Exercise objective:
In the data below, change every "instance" to "occurrence" and leave everything else unchanged.
━━━━━━━━━━━━━━━━━━━━━━━━━━━━━━
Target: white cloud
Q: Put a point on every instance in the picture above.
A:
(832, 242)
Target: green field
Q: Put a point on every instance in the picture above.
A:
━━━━━━━━━━━━━━━━━━━━━━━━━━━━━━
Task output:
Target: white cloud
Q: Put a point on every occurrence in the picture above.
A:
(832, 242)
Target: green field
Q: Put a point on every occurrence in the picture above.
A:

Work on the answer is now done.